*Task brief*: Please write out every line of the material, leaving out any picture.

*Available data*:
=== Section Start ===
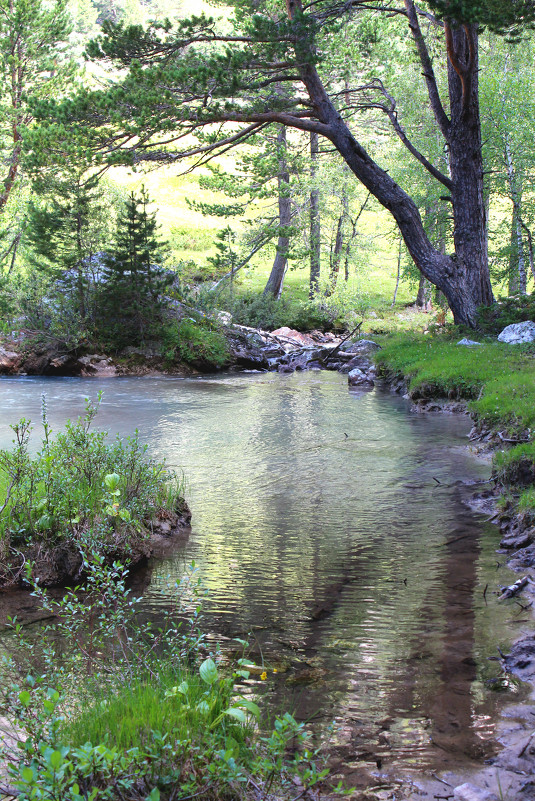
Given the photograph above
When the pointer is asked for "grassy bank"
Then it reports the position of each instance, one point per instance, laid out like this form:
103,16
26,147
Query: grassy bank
81,492
123,710
498,383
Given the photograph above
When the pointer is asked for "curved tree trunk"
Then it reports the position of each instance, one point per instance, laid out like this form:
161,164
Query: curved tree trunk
280,264
463,278
315,222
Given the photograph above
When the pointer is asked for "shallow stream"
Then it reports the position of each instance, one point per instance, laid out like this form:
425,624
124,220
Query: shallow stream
330,530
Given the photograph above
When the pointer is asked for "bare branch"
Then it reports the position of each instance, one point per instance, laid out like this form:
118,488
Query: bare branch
428,72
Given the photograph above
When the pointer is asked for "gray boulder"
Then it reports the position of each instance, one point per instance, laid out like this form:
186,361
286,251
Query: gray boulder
362,346
518,333
469,792
358,378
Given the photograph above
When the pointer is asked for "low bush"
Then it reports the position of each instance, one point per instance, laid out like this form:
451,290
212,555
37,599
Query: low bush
518,309
126,711
80,487
516,466
263,311
196,341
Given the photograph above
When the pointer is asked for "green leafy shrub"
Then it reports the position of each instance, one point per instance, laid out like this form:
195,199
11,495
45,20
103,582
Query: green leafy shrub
263,311
518,309
125,710
80,487
196,341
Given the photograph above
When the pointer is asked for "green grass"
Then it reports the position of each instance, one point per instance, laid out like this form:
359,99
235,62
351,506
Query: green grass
126,716
81,487
497,379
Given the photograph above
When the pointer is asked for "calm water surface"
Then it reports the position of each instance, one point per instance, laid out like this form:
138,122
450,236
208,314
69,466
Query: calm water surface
330,531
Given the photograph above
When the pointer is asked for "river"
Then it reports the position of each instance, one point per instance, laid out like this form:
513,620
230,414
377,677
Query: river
329,529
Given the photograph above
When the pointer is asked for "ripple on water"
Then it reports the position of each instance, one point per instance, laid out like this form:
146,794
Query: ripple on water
329,531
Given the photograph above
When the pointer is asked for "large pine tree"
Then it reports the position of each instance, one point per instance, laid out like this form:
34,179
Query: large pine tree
132,293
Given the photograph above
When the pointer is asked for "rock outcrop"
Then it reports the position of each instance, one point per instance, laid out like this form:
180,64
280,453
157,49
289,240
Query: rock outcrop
518,333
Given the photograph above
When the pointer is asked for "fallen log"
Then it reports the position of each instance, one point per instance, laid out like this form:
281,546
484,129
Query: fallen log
513,589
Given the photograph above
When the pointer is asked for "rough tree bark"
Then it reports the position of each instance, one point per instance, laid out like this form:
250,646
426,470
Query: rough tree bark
275,281
463,278
315,221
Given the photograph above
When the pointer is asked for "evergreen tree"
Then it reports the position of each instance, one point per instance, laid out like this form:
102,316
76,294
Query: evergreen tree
66,229
132,293
33,36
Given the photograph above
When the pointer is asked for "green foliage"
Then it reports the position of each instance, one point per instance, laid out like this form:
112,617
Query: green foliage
131,299
497,379
69,223
264,311
196,341
140,712
493,319
80,487
510,17
516,466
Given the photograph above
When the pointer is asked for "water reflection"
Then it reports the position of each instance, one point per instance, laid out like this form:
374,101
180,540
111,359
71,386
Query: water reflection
329,531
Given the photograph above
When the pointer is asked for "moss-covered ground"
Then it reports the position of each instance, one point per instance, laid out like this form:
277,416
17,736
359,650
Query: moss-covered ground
497,381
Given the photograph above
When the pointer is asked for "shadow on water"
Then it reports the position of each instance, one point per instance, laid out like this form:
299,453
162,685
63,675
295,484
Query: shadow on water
330,532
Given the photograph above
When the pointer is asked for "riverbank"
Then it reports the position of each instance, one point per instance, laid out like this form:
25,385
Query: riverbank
81,496
495,384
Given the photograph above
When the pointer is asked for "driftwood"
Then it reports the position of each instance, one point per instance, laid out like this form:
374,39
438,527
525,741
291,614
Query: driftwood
513,589
335,350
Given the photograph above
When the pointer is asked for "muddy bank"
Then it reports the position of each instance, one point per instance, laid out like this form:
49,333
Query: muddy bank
510,773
=== Section End ===
*Exercise answer*:
Given the photograph above
When the pointer is asked for "grassy bank"
Then it reports the position of each instance, one point per instance, laid out like this form:
103,16
26,147
Query: grassy bank
81,492
123,710
498,383
Given the photograph above
When the pointer is asked for "curved tree trunk"
Then it reports the position of each instance, one point per instance, laid out like this form:
161,164
Query: curved tree trunk
280,264
463,278
315,222
Given the photograph above
When the pointer is asked for "shallow stream"
Then it reports the position of each instance, one point per instance, laid out like this form:
425,624
124,220
Query: shallow stream
330,530
Given the photograph above
When the pointer is asked for "bare branch"
Then it reports the position of each instance, one point per instance, laid out like this form:
118,488
Query: bare branch
428,72
Given the photograph above
When the pointer is asked for "gray boulder"
Then it reports the position of each instance, one point per instance, laid out like this form:
186,361
286,251
Query: gray boulder
362,346
518,333
469,792
358,378
Given the photograph above
When the pointer is asked for "low bush"
Then it reports the position of each instance, one point per instance, laid out like this form:
451,290
212,555
37,599
Query: low bush
518,309
126,711
80,487
516,466
263,311
196,341
Given the photograph above
When the pointer is asked for "green leafy shrub"
Then it reports the position of each instance, one point per instance, laid out like this form:
195,199
11,495
45,20
103,582
Query: green leafy shrub
263,311
518,309
125,710
80,487
196,341
Given the photograph above
When the pointer is asked for "green grass"
Then it reports the position of each instance, one point per instance, laid out like this form:
359,99
235,62
351,506
Query: green grass
126,716
81,487
497,379
Given the photograph above
When the pointer is asked for "calm water surface"
Then it reports the position of each instance, one point per instance, laid out like this form:
138,122
450,236
208,314
69,466
Query: calm water surface
330,531
Given the photograph above
When the pointer is asked for "river"
Then it reports the position of each instance, one point per instance, laid out like this form:
513,620
230,414
377,677
Query: river
329,529
Given the photograph above
When the pointer is asked for "ripple on water"
Then it reports the position of each instance, one point per instance, laid out like this form:
146,794
Query: ripple on water
329,531
Given the photograph above
When the pointer is asked for "large pine tree"
Then it reports the position of each instance, one point per instance, laid out like this form:
34,179
Query: large pine tree
132,293
Given the photograph above
When the pointer is asked for "rock outcrop"
Then it reports the position of each instance, one point per instance, laid out like this form:
180,64
280,453
157,49
289,240
Query: rock outcrop
518,333
Given the photograph above
When the pointer is asked for "fallen log"
Then it reports the position of each instance, one point per instance, laid out like this form:
281,546
484,129
Query: fallen log
513,589
Given the photograph above
When the pointer is asked for "rough tree bark"
Then it reports the position of each instance, one point per instance, laid out like this form:
250,646
426,470
Query: rough tree bark
275,281
463,278
315,221
Given the photograph above
When the pointer is asked for "evergreen tree"
Then it reports the position of each instance, one point per instance, laid out like this form:
102,316
76,294
Query: evergreen tree
66,229
132,293
33,36
Given the photograph above
When the pointer is asked for "green foliage"
Then it reports the position of each instance, one point per instance, laid out like this form:
112,617
Query: green foliage
131,299
497,379
69,223
264,311
196,341
140,712
493,319
80,487
510,17
516,466
Given the photograph above
When the pointer is asked for "water reflection"
Then it reports the position of each instance, one point per instance, laid out like this form:
374,101
180,540
111,359
71,386
Query: water reflection
329,531
Given the photograph above
When the pointer is asked for "moss-covered ground"
Then it reports the position of each instance, one point per instance, laid out like this form:
277,416
17,736
359,650
Query: moss-covered ground
497,381
Given the photograph above
When the pointer is asked for "shadow on water"
Then it reports the position of each instance, one point per instance, laid out like this form:
299,453
162,685
63,675
295,484
Query: shadow on water
330,532
Given the photograph above
When the pointer is asked for "riverbank"
Then it reports the position of each instance, one point per instance, laid out like this form:
25,385
Query: riverbank
81,496
495,384
Given the photograph above
When the pointer is asked for "driftwood"
Then it reports the position of each instance, one point per instance, laid out like this form:
374,39
438,527
525,741
291,614
Query: driftwood
513,589
335,350
Given the photograph above
When the pointer is asked for "muddy bank"
Then it reports the position of each instance, one point per instance, laid out like this form:
49,333
Query: muddy bank
510,773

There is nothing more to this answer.